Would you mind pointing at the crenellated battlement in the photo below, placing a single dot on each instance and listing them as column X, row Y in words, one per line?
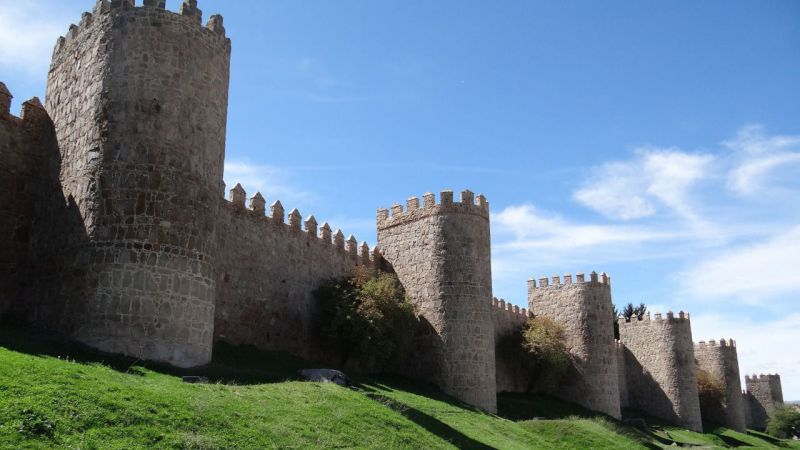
column 413, row 211
column 580, row 278
column 512, row 310
column 670, row 317
column 713, row 343
column 30, row 110
column 762, row 377
column 154, row 10
column 296, row 226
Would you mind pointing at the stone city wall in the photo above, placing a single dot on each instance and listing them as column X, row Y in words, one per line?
column 622, row 381
column 441, row 254
column 268, row 270
column 510, row 374
column 764, row 394
column 721, row 362
column 660, row 368
column 138, row 96
column 584, row 308
column 24, row 145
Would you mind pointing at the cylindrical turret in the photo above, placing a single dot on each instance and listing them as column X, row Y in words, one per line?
column 764, row 394
column 660, row 368
column 139, row 99
column 441, row 255
column 584, row 308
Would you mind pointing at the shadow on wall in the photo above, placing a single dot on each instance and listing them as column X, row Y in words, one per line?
column 52, row 281
column 644, row 392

* * * *

◆ Activity ◆
With the pictures excluded, the records are to be reproduced exactly.

◆ Exercise solution ◆
Would you mind pointing at the crenellated battlement in the photo below, placing a single dot on each instance and listing them as column X, row Y in words, one per line?
column 413, row 211
column 580, row 278
column 512, row 310
column 670, row 317
column 713, row 343
column 30, row 110
column 762, row 377
column 154, row 10
column 296, row 226
Would you mind pointing at the stone city wall in the photo above, placing a single dot on each instance and listing them as column X, row Y in words, one per line?
column 622, row 381
column 441, row 254
column 268, row 270
column 510, row 374
column 764, row 394
column 721, row 362
column 660, row 368
column 138, row 96
column 584, row 308
column 24, row 145
Would you mind pointing at the cylindrical turret in the photo above, placing a single dot on each instance and listing them as column X, row Y in words, one per line?
column 764, row 394
column 660, row 368
column 139, row 99
column 441, row 255
column 584, row 308
Would you mind pointing at the shadow on wall in the photo above, placing a single dot on each instance and listing them as column X, row Y in words, one per line?
column 52, row 281
column 644, row 392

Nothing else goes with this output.